> _ARTICLE_
□ □ □ □ □ □ □

Les motifs invoqués pour un tel recul des libertés numériques sont plus que flous, il est question de « recherche de renseignements intéressant la sécurité nationale », de « sauvegarde des éléments essentiels du potentiel scientifique et économique de la France » et bien entendu, une fois encore, de lutter contre le terrorisme.

Cette justification d’une surveillance généralisée par l’invocation de grands principes – prétextes faciles derrière lesquels se cachent bien souvent les intérêts politiques ou financiers du moment – est inquiétante en ce qu’elle ouvre la voie à tous les arbitraires.Si l’article 13 de ce projet de loi venait à être adopté, à peu près tout et n’importe quoi, et aussi n’importe qui, pourrait donc faire l’objet d’une surveillance active, sans décision de justice et sur simple volonté du pouvoir exécutif.

□ □ □ □ □ □ □

> _INFORMATIONS FOURNIES_

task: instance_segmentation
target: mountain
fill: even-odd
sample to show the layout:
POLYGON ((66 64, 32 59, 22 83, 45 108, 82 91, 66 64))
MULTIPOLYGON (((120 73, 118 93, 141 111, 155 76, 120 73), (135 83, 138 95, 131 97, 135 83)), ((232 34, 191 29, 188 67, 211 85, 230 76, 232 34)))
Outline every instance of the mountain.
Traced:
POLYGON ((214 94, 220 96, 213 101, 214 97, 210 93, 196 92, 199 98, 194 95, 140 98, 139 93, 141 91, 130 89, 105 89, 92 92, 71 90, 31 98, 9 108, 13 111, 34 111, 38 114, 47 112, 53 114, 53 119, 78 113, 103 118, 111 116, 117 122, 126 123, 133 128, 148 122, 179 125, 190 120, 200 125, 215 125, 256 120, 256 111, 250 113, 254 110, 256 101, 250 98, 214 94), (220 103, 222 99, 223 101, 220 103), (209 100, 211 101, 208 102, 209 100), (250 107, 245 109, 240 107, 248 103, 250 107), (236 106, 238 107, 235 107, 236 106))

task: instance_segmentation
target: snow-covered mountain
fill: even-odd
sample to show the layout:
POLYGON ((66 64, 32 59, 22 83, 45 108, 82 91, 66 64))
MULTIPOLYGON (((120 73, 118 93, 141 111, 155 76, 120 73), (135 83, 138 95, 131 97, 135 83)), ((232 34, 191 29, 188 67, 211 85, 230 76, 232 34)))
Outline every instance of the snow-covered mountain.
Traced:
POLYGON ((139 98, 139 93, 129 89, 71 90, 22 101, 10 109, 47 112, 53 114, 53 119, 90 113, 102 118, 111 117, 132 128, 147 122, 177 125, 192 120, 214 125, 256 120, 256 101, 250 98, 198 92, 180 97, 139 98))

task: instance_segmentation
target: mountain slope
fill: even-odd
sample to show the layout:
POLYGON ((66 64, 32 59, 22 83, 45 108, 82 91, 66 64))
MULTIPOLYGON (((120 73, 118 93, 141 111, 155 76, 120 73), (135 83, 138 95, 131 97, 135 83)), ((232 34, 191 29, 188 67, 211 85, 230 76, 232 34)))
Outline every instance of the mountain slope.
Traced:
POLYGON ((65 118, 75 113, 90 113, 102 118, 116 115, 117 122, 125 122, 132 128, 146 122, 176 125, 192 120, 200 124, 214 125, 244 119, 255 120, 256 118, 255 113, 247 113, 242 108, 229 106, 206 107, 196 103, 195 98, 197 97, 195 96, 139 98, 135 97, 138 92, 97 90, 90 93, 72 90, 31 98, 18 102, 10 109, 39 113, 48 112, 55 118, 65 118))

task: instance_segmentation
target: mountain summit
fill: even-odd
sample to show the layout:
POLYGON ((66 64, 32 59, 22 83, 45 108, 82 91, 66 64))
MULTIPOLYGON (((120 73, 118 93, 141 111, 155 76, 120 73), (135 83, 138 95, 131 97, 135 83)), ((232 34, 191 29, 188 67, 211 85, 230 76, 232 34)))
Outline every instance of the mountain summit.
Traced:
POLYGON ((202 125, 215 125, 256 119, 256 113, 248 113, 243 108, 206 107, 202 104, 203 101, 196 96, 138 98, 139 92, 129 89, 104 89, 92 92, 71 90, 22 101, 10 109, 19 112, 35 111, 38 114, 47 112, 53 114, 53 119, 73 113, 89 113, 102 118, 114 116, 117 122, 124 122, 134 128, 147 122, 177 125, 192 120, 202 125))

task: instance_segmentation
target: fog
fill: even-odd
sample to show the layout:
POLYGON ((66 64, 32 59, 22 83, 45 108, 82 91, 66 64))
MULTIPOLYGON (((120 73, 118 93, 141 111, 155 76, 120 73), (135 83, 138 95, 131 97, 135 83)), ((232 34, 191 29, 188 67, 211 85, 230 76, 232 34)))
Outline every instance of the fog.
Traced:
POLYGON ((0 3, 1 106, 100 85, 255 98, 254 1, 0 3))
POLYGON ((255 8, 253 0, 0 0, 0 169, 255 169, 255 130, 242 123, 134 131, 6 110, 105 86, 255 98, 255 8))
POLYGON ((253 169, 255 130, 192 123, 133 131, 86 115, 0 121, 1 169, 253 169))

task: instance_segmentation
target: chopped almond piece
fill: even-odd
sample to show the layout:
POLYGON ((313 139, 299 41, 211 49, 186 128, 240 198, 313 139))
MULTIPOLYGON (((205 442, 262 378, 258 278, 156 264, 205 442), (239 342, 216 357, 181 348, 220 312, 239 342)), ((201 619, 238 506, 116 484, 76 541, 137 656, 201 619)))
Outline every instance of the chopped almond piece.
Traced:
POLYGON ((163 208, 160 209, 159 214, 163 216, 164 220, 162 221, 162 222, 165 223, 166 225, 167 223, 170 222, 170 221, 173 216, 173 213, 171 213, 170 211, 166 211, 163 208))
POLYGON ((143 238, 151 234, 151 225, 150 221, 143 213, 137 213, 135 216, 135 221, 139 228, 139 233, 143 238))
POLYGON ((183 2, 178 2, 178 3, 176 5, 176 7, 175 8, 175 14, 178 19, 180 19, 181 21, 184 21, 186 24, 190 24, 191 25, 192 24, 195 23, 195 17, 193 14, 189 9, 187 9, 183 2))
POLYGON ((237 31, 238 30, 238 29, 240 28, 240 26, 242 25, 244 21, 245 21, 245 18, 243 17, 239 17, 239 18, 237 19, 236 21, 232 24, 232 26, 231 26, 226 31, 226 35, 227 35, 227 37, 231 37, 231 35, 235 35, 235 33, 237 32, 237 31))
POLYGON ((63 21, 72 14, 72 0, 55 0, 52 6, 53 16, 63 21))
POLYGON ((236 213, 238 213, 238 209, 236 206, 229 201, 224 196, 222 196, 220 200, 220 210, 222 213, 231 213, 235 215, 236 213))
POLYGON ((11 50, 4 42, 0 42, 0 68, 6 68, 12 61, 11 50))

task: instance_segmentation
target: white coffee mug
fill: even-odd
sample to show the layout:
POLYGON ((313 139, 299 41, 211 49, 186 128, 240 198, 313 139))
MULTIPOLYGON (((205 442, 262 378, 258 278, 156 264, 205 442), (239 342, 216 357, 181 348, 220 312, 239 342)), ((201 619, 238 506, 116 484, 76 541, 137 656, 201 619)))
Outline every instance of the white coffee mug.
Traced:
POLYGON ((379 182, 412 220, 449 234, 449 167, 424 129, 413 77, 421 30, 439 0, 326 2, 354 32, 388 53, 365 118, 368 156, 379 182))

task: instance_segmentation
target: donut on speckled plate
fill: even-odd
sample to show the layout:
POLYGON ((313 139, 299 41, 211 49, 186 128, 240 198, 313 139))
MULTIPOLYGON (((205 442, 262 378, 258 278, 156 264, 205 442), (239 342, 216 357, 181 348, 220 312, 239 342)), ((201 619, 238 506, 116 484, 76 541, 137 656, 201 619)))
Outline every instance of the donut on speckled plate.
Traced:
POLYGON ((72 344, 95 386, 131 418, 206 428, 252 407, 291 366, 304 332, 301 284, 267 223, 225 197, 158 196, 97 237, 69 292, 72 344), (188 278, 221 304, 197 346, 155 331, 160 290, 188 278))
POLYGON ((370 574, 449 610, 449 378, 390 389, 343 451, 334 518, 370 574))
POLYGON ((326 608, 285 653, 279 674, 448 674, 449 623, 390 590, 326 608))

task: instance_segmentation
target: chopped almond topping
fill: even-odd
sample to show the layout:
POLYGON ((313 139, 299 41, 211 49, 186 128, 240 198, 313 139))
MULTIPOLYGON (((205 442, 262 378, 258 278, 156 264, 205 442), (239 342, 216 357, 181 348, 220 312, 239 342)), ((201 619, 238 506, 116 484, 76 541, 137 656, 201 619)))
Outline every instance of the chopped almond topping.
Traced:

□ □ □ □ □ □ □

> _CONSIGNE_
Dressez la liste de tous les motifs que l'article dit invoqués pour justifier le recul des libertés numériques.

> _RÉPONSE ATTENDUE_
- la recherche de renseignements intéressant la sécurité nationale
- la sauvegarde des éléments essentiels du potentiel scientifique et économique de la France
- la lutte contre le terrorisme